:: Selection

The Virtue of the Sword - Essay

I feel the need to make a point or two here. I have had this conversation with other men and women who thought they understood the samurai pretty well but did not, not really.

There is nothing wrong with the ideas of being a gentleman, or the literary fantasy of chivalry or even the literary fantasy of Bushido.
The reality of the gentleman is very real, but the other two just never existed.

The knights of Europe and the Samurai were killers and rapists and gangsters, basically. They fought other gangsters to protect their territory.

Again, I think the modern literary fantasy of these ideas is fine, but if you want to truly study budo and understand what it was and how it worked, you cannot have some fantasy in your head, you need to see the naked, bloody corpse as it lay on the ground. If you think for one instant that those men wouldnt kill you as you lay helpless on the ground, think again. They were bloodthirsty in the true sense of the word. A samurai's idea of good sex was a 10 year old boy at a monastery. This is well documented. These ideas dont sell products very well.

It wasnt all bad, and it certainly wasnt all good, but if you want to actually understand it, you have to look it in the eye.

It reminds me of the original versions of the old European folk tales and the modern versions our kids learn. Like the original red riding hood - she has sex with the wolf and then she cuts his head off with an axe herself...
 
I'll take some of the good, and leave the bad. I have enough of that on my own!

It seems like that things are heading towards the brutal more and more.

The ability to respond to trouble vigorously and decisively would be a good thing.

At least the will to try and resist.

Avoiding it altogether even better, if possible.

Thanks for the food for thought.

Tom
 
I'll take some of the good, and leave the bad. I have enough of that on my own!>>>>>>> Gravertom


Amen to that!



munk
 
BrentH said:
Sometimes reality is a tough chew..

We ignore it at our peril.

And sometimes our dreams become our realities. Sometimes our realities are greater than our dreams.

When I was a child we lived in a four room house with a coal stove as our only heat. We had an outhouse. My grandfather had lost everything in the Depression.

::::
:: Dataset extract

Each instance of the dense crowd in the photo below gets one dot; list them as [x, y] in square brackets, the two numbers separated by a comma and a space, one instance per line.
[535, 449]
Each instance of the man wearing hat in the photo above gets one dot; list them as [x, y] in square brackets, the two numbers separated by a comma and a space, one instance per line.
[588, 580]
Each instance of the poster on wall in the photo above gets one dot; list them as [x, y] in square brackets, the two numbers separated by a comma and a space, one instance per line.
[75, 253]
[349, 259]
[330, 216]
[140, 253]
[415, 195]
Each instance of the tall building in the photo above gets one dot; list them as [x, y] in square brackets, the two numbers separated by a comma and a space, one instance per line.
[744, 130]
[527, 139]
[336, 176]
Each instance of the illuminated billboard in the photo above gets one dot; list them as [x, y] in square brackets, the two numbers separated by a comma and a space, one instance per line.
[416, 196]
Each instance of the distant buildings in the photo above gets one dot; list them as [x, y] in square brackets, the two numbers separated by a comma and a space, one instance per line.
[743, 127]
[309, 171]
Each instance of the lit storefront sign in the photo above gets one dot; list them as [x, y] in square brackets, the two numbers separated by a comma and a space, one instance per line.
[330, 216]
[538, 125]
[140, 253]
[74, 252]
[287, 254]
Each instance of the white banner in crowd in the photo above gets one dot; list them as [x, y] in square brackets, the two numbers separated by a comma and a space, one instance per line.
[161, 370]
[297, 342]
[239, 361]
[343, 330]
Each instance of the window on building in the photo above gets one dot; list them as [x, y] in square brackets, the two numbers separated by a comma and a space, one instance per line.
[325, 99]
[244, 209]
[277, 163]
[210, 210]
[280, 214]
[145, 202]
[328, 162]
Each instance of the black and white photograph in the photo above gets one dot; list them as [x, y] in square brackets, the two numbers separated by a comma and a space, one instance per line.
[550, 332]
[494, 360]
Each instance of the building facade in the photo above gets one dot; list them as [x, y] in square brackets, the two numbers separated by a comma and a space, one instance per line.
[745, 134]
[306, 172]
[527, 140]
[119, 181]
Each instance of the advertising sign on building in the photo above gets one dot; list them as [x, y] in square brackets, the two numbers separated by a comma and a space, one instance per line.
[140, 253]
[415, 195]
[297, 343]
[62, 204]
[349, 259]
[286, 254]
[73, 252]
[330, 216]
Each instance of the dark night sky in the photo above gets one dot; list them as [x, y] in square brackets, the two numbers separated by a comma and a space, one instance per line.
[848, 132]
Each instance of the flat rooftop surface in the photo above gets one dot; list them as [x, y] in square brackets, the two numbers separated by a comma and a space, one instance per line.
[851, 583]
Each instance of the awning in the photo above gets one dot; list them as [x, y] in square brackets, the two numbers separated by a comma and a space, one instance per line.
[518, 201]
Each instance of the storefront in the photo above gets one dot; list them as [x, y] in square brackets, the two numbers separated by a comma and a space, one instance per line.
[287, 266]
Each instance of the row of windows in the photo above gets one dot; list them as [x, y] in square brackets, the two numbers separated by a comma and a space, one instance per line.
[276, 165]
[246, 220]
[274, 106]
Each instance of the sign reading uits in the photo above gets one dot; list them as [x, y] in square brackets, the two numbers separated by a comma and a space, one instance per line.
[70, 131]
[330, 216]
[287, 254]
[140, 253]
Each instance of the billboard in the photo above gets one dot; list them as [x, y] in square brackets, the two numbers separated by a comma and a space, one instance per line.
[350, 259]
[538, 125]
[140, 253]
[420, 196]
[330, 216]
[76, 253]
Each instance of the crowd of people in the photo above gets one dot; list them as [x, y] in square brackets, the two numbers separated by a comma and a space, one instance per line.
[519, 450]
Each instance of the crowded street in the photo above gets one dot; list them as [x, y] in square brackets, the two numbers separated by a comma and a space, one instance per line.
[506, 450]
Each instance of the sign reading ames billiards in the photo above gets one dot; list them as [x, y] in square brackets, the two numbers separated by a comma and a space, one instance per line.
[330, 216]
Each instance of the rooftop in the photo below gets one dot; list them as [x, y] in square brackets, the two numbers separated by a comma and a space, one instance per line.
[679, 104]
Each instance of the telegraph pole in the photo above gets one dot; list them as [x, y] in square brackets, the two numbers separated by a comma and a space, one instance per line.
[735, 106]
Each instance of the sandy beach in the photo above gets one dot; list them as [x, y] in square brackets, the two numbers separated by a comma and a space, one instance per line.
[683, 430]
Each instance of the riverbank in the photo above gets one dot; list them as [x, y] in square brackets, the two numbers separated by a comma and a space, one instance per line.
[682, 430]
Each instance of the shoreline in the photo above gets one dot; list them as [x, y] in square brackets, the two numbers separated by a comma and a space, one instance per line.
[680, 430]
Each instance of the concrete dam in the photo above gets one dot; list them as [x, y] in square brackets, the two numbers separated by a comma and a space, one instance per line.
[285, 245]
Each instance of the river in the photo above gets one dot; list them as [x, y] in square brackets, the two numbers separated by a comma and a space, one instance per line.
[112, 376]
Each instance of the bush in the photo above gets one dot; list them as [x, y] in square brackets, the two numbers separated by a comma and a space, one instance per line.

::::

Work to complete: In the samurai essay, what did the knights of Europe and the samurai fight other gangsters to protect?

Task solution: Their territory.